■ TASK
Please transcribe the lines exactly, starting at the line that contains "Could you kindly segment every instance of the yellow" and stopping after the line that contains "M145 160L145 163L147".

=== MATERIAL ===

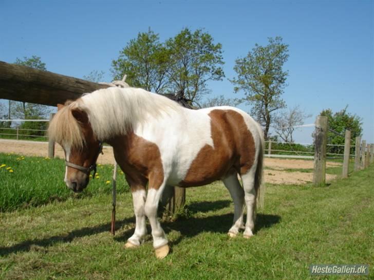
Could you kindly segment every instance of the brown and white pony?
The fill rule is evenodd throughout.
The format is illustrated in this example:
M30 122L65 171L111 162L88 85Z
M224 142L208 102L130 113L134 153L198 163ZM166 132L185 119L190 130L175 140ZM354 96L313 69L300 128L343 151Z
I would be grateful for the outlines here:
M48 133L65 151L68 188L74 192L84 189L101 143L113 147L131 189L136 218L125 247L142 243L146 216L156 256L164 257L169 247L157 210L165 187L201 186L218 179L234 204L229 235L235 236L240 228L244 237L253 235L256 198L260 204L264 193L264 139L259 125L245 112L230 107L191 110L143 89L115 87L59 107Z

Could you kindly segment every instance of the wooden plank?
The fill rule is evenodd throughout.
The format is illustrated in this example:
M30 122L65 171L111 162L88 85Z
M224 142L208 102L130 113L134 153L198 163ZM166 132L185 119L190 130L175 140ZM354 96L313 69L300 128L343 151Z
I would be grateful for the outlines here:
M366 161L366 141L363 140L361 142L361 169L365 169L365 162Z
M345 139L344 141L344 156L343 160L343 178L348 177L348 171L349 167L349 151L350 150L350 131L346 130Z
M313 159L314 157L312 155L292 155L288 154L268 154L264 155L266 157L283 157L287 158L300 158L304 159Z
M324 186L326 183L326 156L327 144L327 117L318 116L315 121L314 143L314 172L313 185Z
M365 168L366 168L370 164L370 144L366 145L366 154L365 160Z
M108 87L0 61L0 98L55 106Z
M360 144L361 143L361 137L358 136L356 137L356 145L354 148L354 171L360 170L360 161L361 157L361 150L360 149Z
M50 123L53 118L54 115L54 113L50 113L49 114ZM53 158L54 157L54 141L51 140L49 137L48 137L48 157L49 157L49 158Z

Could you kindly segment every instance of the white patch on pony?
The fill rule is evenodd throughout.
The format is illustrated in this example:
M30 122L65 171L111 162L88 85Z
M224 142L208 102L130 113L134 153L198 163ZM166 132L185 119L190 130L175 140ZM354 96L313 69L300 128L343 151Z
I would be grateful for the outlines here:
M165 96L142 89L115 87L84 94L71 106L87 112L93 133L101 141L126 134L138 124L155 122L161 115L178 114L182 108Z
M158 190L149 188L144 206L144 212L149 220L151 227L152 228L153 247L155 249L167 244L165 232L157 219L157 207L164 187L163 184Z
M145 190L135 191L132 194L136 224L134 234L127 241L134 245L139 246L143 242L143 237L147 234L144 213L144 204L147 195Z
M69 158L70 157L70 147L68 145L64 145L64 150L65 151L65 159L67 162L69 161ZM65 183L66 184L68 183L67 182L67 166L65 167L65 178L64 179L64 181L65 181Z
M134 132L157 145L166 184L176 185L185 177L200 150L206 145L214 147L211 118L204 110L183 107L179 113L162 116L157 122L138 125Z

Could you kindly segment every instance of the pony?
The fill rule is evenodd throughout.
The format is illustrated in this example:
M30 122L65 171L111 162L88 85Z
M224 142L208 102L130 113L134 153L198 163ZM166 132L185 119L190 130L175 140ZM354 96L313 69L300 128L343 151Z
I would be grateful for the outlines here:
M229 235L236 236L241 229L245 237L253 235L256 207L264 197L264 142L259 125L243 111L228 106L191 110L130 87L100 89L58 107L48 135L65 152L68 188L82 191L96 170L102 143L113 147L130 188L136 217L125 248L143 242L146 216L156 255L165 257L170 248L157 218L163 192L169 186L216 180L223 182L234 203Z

===
=== MATERIAL ===

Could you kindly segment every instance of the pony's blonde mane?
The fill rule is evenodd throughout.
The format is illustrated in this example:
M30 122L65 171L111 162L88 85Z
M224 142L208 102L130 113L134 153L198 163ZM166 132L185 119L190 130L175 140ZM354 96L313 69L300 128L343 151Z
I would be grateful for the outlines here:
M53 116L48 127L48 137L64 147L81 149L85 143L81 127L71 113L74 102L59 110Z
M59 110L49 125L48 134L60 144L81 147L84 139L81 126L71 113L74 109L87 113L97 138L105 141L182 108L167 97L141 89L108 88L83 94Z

===
=== MATERIAL ===

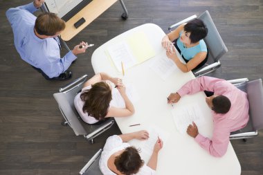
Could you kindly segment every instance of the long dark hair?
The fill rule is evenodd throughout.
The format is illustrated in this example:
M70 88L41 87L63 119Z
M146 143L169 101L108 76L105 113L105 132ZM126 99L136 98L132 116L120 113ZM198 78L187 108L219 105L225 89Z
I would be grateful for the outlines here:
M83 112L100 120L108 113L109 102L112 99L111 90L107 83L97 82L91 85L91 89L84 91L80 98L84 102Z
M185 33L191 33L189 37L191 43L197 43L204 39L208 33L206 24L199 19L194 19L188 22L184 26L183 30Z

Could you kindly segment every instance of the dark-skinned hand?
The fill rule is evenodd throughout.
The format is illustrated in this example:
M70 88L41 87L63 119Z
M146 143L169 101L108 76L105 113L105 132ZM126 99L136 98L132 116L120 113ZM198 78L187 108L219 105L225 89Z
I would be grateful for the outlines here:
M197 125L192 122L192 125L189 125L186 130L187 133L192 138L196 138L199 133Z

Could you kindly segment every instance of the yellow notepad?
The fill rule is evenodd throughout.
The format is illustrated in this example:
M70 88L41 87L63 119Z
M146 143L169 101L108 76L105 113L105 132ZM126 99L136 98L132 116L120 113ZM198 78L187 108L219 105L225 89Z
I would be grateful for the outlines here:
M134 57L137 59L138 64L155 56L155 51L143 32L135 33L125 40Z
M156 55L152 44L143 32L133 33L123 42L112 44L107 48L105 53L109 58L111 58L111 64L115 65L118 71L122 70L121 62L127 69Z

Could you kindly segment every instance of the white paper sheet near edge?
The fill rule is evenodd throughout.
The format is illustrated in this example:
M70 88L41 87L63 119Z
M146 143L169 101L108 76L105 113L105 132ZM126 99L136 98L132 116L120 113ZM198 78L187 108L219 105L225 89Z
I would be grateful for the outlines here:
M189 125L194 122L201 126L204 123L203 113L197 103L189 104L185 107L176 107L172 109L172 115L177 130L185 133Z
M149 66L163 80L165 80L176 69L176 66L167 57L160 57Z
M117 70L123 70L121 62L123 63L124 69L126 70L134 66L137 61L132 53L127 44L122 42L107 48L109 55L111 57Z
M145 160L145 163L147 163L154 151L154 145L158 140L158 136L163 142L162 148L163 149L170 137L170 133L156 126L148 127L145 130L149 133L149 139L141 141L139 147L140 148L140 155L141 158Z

===

■ TASK RESPONSE
Could you kindly segment every instance of the yellow notepad?
The fill rule is evenodd throughout.
The format is illustrated in this example:
M70 88L41 87L63 119Z
M146 143L169 101L108 76L105 113L105 132ZM126 99L136 98L132 116L120 113ZM198 78L187 108L219 105L225 89Z
I would be grateful for the outlines here:
M134 57L137 59L138 64L155 56L155 51L143 32L135 33L125 40Z
M156 55L152 44L143 32L133 33L123 42L112 44L107 48L105 53L109 58L111 58L111 64L115 65L118 71L122 70L121 62L127 69Z

Could you kindly segment every instance of the white paper sheet near edge?
The fill rule is evenodd throughout.
The format is illustrated in this example:
M70 88L41 87L63 119Z
M146 143L169 101L108 76L105 113L105 132ZM126 99L136 98L132 116L120 113ZM198 78L187 108L219 105L225 89Z
I would be grateful for the outlines here:
M189 125L194 122L201 126L204 123L203 113L197 103L189 104L185 107L176 107L172 109L172 115L177 130L185 133Z
M149 66L163 80L165 80L176 69L176 66L167 57L160 57Z
M117 70L123 70L121 62L123 63L124 69L126 70L134 66L137 61L132 53L127 44L122 42L107 48L109 55L111 57Z
M145 160L145 163L147 163L154 151L154 145L158 140L158 136L163 142L162 148L163 149L170 137L170 133L156 126L148 127L145 130L149 133L149 139L141 141L139 147L140 148L140 155L141 158Z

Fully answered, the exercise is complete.